__DOCUMENT PASSAGE__.
======
On 17 May 1943 the ships of Force X rejoined the Allied cause as part of the Free French. On 3 July 1943 she sailed via the Suez Canal around the Cape of Good Hope to Dakar. On 22 July Suffren rescued two survivors of the British merchantman City of Canton, which was torpedoed five days earlier by German submarine off Beira, Mozambique. By August she was at Dakar. After a brief upgrading to her AA batteries she was deployed into the anti-raider barrier. Her first patrol started on 18 September 1943 returning on 23 September. She made eleven patrols by 9 March 1944. Suffren arrived in Casablanca on 17 April 1944 and was deactivated. She underwent a modernization refit lasting to 21 April 1945 at which time she sailed for Oran, Algeria then moved on to Toulon for another refit. On 24 June 1944 she sailed for Diego-Suarez with equipment for the battleship . Then proceeding to Colombo, Ceylon where she disembarked a light intervention unit before returning to Toulon arriving on 26 August. On 12 September 1945 she departed for French Indochina.
======
[Pointing and labeling rows]

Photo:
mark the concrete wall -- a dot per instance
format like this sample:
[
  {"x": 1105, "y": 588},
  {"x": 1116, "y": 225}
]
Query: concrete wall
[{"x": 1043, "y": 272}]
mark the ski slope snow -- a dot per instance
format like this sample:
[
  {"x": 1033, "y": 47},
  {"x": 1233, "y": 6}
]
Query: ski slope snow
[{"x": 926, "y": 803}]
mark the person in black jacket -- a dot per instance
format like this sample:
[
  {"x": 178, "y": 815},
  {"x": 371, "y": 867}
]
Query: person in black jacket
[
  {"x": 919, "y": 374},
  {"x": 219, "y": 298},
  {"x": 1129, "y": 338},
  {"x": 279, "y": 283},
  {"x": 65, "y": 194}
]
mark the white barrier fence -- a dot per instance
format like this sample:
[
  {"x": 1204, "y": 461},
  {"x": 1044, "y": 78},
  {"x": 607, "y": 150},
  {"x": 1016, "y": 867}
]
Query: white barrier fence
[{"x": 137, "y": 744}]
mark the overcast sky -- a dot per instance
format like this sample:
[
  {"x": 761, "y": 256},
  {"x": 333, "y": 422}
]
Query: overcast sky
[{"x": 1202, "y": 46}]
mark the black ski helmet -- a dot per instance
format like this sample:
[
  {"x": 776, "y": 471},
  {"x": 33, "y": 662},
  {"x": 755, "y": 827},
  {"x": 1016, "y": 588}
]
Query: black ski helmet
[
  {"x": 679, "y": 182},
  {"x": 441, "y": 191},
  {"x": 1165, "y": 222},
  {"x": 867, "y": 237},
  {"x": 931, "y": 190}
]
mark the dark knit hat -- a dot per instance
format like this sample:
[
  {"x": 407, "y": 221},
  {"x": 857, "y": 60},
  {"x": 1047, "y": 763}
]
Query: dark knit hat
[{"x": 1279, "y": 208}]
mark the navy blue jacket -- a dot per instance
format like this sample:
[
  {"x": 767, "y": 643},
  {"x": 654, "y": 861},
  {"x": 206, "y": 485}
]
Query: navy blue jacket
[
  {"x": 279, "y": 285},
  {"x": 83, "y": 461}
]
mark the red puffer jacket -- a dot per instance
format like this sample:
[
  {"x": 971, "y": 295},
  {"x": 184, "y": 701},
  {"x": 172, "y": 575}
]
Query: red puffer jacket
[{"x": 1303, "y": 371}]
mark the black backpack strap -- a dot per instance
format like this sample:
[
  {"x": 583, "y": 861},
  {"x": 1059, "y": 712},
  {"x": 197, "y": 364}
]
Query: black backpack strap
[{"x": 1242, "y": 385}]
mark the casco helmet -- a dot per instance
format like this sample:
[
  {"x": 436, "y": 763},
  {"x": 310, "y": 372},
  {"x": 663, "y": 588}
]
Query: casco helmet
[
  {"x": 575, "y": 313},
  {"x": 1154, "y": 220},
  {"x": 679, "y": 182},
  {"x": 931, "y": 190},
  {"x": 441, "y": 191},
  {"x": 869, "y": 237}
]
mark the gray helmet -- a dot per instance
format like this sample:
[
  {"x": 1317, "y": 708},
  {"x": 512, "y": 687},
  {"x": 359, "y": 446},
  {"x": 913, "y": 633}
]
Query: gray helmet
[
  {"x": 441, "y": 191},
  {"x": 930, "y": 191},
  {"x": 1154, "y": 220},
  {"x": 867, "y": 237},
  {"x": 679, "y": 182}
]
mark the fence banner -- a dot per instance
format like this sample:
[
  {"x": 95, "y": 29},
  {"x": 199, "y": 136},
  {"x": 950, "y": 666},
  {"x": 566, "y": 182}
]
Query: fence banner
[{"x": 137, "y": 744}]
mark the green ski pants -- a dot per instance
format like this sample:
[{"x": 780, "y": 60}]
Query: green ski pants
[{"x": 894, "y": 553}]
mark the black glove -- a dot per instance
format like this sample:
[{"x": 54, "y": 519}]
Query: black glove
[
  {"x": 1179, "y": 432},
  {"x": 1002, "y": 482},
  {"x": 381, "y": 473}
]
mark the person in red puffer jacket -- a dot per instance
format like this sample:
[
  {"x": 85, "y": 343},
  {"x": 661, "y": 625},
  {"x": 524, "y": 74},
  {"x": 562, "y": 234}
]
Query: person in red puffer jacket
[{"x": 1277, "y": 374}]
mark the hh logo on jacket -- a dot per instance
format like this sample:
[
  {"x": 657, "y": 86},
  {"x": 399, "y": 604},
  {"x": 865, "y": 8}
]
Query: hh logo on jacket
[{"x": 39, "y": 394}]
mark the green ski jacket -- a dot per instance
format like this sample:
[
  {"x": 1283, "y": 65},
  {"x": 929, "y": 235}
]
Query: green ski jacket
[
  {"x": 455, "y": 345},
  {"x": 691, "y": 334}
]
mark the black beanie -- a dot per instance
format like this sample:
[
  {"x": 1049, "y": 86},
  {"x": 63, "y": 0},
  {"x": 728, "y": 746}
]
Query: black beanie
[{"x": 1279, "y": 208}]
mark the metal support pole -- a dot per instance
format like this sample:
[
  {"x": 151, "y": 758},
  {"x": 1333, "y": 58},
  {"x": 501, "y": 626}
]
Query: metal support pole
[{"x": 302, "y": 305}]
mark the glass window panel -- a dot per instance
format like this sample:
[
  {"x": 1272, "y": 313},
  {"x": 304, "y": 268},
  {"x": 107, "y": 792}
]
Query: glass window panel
======
__GIVEN REQUEST 1__. Summarize the passage about Suffren's wartime service in two sentences.
__GIVEN REQUEST 2__. Extend the passage about Suffren's wartime service, picking up after her departure for French Indochina.
The rows have nothing to do with the passage about Suffren's wartime service.

__FINAL RESULT 1__. After the ships of Force X rejoined the Allies as part of the Free French in May 1943, Suffren sailed to Dakar, rescued two survivors of the torpedoed merchantman City of Canton in July, and made eleven anti-raider patrols by March 1944. She was deactivated at Casablanca in April 1944, underwent a modernization refit lasting until April 1945, and departed for French Indochina on 12 September 1945.

__FINAL RESULT 2__.
=== Postwar service ===
Suffren arrived at Saigon on 19 October with 440 military personnel. After disembarking her passengers she embarked personnel who had been in Indochina since before the war. She departed on 27 October for France. She arrived at Toulon on 21 November. She again departed Toulon on 9 February 1946 for French Indochina arriving at Saigon on 25 February. On 20 March she sailed for Ha Long Bay and was present for a naval review on the 24th. She spent her time between Saigon and Ha Long Bay with visits to Shanghai, Hong Kong and Chinwangtao to repatriate troops left in China. She was wrongly alleged to have participated in the shelling of the Vietnamese port of Haiphong on 23 November 1946, an event that caused over six thousand casualties and contributed to the start of the First Indochina War; three avisos were the actual perpetrators. She finally departed Saigon on 18 February arriving at Toulon on 24 March 1947.

On 1 October 1947, she was placed in reserve. She was moored at Angle Robert and used as a training hulk for the gunnery school. In 1961 she became the training hulk for the sonar school.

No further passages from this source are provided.